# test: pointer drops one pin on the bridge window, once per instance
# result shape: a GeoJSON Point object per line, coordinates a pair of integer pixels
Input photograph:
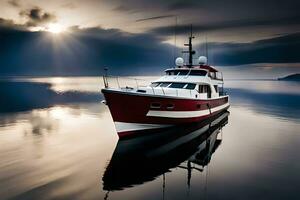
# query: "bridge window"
{"type": "Point", "coordinates": [190, 86]}
{"type": "Point", "coordinates": [177, 85]}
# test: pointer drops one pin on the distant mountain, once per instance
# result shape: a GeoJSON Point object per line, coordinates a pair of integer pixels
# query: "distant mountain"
{"type": "Point", "coordinates": [292, 77]}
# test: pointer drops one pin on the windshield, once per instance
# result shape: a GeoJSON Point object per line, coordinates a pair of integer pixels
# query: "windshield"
{"type": "Point", "coordinates": [184, 72]}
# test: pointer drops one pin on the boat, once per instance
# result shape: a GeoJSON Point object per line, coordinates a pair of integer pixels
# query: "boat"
{"type": "Point", "coordinates": [138, 160]}
{"type": "Point", "coordinates": [187, 93]}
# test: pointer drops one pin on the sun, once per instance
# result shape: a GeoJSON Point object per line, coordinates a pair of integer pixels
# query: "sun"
{"type": "Point", "coordinates": [55, 28]}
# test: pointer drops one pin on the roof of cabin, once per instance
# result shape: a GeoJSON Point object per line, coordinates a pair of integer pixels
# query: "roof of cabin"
{"type": "Point", "coordinates": [198, 67]}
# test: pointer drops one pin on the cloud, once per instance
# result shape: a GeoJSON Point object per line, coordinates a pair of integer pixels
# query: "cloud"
{"type": "Point", "coordinates": [282, 49]}
{"type": "Point", "coordinates": [82, 52]}
{"type": "Point", "coordinates": [156, 17]}
{"type": "Point", "coordinates": [14, 3]}
{"type": "Point", "coordinates": [36, 16]}
{"type": "Point", "coordinates": [232, 24]}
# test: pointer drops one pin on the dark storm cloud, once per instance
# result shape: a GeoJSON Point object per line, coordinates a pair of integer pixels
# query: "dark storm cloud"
{"type": "Point", "coordinates": [37, 16]}
{"type": "Point", "coordinates": [9, 25]}
{"type": "Point", "coordinates": [234, 24]}
{"type": "Point", "coordinates": [155, 18]}
{"type": "Point", "coordinates": [283, 49]}
{"type": "Point", "coordinates": [83, 52]}
{"type": "Point", "coordinates": [87, 51]}
{"type": "Point", "coordinates": [14, 3]}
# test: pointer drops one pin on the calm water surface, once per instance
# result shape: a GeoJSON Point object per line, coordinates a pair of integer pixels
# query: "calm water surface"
{"type": "Point", "coordinates": [57, 141]}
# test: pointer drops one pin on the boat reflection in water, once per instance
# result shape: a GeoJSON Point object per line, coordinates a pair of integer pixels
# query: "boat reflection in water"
{"type": "Point", "coordinates": [144, 158]}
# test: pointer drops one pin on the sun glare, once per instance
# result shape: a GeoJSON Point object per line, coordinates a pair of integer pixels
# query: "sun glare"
{"type": "Point", "coordinates": [55, 28]}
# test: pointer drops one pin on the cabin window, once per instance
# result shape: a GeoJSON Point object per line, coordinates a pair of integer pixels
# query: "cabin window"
{"type": "Point", "coordinates": [184, 72]}
{"type": "Point", "coordinates": [170, 106]}
{"type": "Point", "coordinates": [216, 88]}
{"type": "Point", "coordinates": [190, 86]}
{"type": "Point", "coordinates": [164, 84]}
{"type": "Point", "coordinates": [155, 105]}
{"type": "Point", "coordinates": [187, 72]}
{"type": "Point", "coordinates": [177, 85]}
{"type": "Point", "coordinates": [204, 89]}
{"type": "Point", "coordinates": [154, 84]}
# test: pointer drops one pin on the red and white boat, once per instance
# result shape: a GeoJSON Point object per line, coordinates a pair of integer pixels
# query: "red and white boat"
{"type": "Point", "coordinates": [187, 93]}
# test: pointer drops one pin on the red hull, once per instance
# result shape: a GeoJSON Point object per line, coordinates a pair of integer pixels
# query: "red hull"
{"type": "Point", "coordinates": [136, 108]}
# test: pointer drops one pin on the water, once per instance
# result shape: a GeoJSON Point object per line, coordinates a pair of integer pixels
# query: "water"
{"type": "Point", "coordinates": [57, 141]}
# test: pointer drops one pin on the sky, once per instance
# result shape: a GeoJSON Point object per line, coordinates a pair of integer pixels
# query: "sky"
{"type": "Point", "coordinates": [245, 38]}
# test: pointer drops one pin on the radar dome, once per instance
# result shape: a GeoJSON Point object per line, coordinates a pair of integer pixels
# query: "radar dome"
{"type": "Point", "coordinates": [202, 60]}
{"type": "Point", "coordinates": [179, 61]}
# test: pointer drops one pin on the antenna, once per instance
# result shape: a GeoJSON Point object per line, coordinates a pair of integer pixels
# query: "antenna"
{"type": "Point", "coordinates": [175, 34]}
{"type": "Point", "coordinates": [191, 52]}
{"type": "Point", "coordinates": [206, 48]}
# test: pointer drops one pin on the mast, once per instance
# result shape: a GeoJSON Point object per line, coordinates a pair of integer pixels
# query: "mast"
{"type": "Point", "coordinates": [191, 52]}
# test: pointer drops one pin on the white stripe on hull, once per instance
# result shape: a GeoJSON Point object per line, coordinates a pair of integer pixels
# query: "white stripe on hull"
{"type": "Point", "coordinates": [123, 126]}
{"type": "Point", "coordinates": [185, 114]}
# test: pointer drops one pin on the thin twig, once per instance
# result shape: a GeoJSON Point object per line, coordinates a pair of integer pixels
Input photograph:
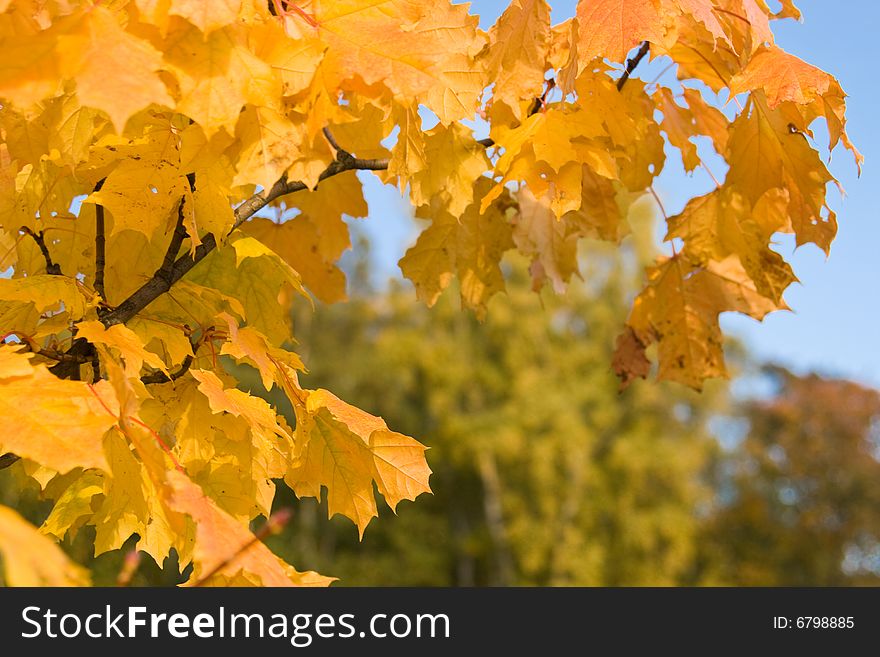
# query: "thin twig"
{"type": "Point", "coordinates": [631, 64]}
{"type": "Point", "coordinates": [150, 290]}
{"type": "Point", "coordinates": [100, 244]}
{"type": "Point", "coordinates": [161, 377]}
{"type": "Point", "coordinates": [333, 142]}
{"type": "Point", "coordinates": [51, 267]}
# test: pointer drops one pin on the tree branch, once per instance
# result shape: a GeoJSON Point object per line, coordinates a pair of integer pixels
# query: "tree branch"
{"type": "Point", "coordinates": [631, 64]}
{"type": "Point", "coordinates": [100, 243]}
{"type": "Point", "coordinates": [158, 285]}
{"type": "Point", "coordinates": [51, 267]}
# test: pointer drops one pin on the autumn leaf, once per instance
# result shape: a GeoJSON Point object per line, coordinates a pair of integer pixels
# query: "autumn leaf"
{"type": "Point", "coordinates": [37, 409]}
{"type": "Point", "coordinates": [347, 450]}
{"type": "Point", "coordinates": [178, 180]}
{"type": "Point", "coordinates": [31, 559]}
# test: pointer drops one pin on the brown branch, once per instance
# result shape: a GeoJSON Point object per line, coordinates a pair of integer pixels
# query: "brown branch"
{"type": "Point", "coordinates": [179, 234]}
{"type": "Point", "coordinates": [631, 64]}
{"type": "Point", "coordinates": [334, 143]}
{"type": "Point", "coordinates": [100, 244]}
{"type": "Point", "coordinates": [274, 524]}
{"type": "Point", "coordinates": [51, 267]}
{"type": "Point", "coordinates": [158, 285]}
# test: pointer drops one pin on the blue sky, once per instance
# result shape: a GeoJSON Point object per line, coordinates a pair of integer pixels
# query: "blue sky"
{"type": "Point", "coordinates": [835, 324]}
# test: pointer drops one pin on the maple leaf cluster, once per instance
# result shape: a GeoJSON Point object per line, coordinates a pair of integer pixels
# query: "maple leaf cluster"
{"type": "Point", "coordinates": [138, 139]}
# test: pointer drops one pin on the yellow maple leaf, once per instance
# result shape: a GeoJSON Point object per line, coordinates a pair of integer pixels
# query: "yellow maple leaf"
{"type": "Point", "coordinates": [59, 424]}
{"type": "Point", "coordinates": [611, 28]}
{"type": "Point", "coordinates": [31, 559]}
{"type": "Point", "coordinates": [115, 71]}
{"type": "Point", "coordinates": [406, 46]}
{"type": "Point", "coordinates": [517, 53]}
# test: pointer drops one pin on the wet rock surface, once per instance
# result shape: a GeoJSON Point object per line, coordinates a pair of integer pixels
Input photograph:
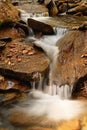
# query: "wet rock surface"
{"type": "Point", "coordinates": [8, 12]}
{"type": "Point", "coordinates": [20, 60]}
{"type": "Point", "coordinates": [72, 61]}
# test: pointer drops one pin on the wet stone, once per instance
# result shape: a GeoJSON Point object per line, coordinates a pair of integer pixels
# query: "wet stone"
{"type": "Point", "coordinates": [20, 60]}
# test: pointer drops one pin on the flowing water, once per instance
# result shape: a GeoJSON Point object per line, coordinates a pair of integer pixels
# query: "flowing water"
{"type": "Point", "coordinates": [63, 91]}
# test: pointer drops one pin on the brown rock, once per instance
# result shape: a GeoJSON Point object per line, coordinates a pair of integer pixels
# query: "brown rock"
{"type": "Point", "coordinates": [8, 12]}
{"type": "Point", "coordinates": [40, 27]}
{"type": "Point", "coordinates": [15, 63]}
{"type": "Point", "coordinates": [72, 59]}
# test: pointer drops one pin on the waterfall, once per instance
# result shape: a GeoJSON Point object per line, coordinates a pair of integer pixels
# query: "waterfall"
{"type": "Point", "coordinates": [52, 39]}
{"type": "Point", "coordinates": [63, 91]}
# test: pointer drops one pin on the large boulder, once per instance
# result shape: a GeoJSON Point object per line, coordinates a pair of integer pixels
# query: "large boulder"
{"type": "Point", "coordinates": [71, 67]}
{"type": "Point", "coordinates": [8, 12]}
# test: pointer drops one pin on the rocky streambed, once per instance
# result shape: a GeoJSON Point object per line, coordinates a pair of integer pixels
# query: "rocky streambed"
{"type": "Point", "coordinates": [23, 66]}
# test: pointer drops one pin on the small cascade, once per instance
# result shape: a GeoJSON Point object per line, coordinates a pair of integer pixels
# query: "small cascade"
{"type": "Point", "coordinates": [63, 91]}
{"type": "Point", "coordinates": [51, 40]}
* * *
• Aim of the exercise:
Set down, word for word, every line from the line that holds "# test: pointer drops one pin on the brown rock, once" to the end of the entries above, including both ends.

• Result:
# test: pointer drops one pin on the brown rock, once per instance
# result shape: a GeoJSON Point object per line, coordinates a pair of integer pixels
# query: "brown rock"
{"type": "Point", "coordinates": [8, 12]}
{"type": "Point", "coordinates": [40, 27]}
{"type": "Point", "coordinates": [15, 63]}
{"type": "Point", "coordinates": [72, 59]}
# test: pointer drops one pin on the waterfall, once per instance
# result shape: a GeoJSON Point object per line, coordinates a pair of integer pixels
# query: "waterfall"
{"type": "Point", "coordinates": [52, 39]}
{"type": "Point", "coordinates": [63, 91]}
# test: pointer drops one pin on the large boulder, once per instance
# result shape: a GeoJSON Point object per line, coordinates a pair of integer pixels
# query: "large boulder"
{"type": "Point", "coordinates": [71, 67]}
{"type": "Point", "coordinates": [8, 12]}
# test: pointer drops one pin on the rocky streambed, once per instance
# result shape: a GeoJSON Point object per line, coordinates a pair of integer pixels
# query: "rocky streambed"
{"type": "Point", "coordinates": [23, 66]}
# test: pointer drops one pin on the small cascade, once per instance
# result shape: a GeoJSON Point object per line, coordinates a pair of integer pixels
# query: "small cascade"
{"type": "Point", "coordinates": [63, 91]}
{"type": "Point", "coordinates": [51, 40]}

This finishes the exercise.